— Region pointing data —

%%

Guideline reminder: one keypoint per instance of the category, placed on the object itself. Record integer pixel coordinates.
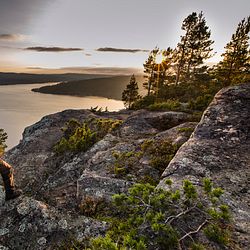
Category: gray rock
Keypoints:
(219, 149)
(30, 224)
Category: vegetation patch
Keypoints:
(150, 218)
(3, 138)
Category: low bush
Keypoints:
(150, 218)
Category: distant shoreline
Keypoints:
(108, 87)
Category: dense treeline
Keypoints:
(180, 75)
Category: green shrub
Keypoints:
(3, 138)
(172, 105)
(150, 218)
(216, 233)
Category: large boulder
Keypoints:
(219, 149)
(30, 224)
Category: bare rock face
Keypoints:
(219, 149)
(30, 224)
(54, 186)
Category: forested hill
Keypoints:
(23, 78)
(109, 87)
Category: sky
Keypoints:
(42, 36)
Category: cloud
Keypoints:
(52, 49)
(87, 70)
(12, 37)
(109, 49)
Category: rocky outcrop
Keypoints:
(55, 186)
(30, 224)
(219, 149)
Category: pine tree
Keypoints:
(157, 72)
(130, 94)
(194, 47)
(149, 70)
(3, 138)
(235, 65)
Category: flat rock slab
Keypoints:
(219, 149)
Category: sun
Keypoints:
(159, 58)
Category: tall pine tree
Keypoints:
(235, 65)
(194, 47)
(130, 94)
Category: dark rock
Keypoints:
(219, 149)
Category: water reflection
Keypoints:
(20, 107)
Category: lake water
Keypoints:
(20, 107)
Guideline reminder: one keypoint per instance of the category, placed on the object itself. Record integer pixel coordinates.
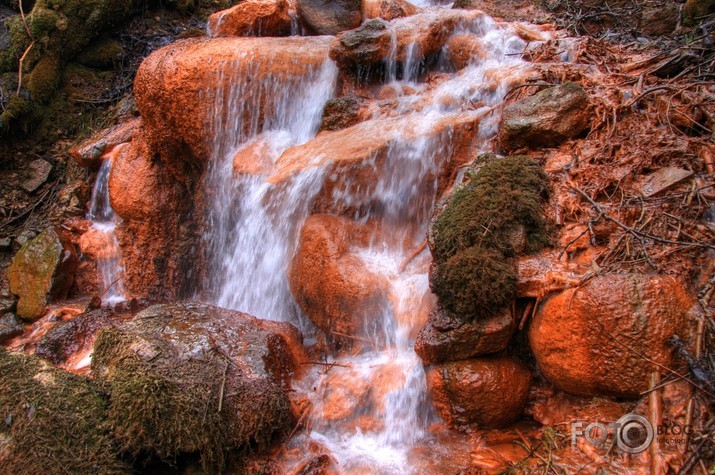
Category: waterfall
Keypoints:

%%

Give every line above again exactly, with no pictures.

— Expected output —
Guideline reminder: one keypoint per instance of the category, placed on the object itself. Record integer pixel coordinates.
Category: gray rock
Keypoints:
(219, 149)
(30, 224)
Category: vegetation patch
Keypoints:
(150, 218)
(3, 138)
Category: low bush
Keypoints:
(150, 218)
Category: distant shoreline
Keypoints:
(108, 87)
Category: dense treeline
Keypoints:
(180, 75)
Category: green shrub
Keypoints:
(3, 138)
(172, 105)
(150, 218)
(216, 233)
Category: large boulder
Keypoints:
(219, 149)
(30, 224)
Category: bare rock face
Keypoints:
(219, 149)
(30, 224)
(54, 186)
Category: forested hill
Keypoints:
(23, 78)
(109, 87)
Category: sky
Keypoints:
(42, 36)
Category: cloud
Keypoints:
(52, 49)
(87, 70)
(12, 37)
(109, 49)
Category: rocky outcrop
Keypoints:
(55, 186)
(30, 224)
(219, 149)
Category: pine tree
Keypoints:
(157, 72)
(130, 94)
(194, 47)
(149, 70)
(3, 138)
(235, 65)
Category: flat rock slab
Keypoints:
(219, 149)
Category: sun
Keypoints:
(159, 58)
Category: tall pine tree
Keypoints:
(235, 65)
(194, 47)
(130, 94)
Category: dark rock
Keypoints:
(219, 149)
Category: water reflection
Keypoints:
(20, 107)
Category: lake water
Keypoints:
(20, 107)
Guideline reminder: one keypoint per instance of the category, placed on the object itself. Record integer pixel coordinates.
Category: waterfall
Keypoints:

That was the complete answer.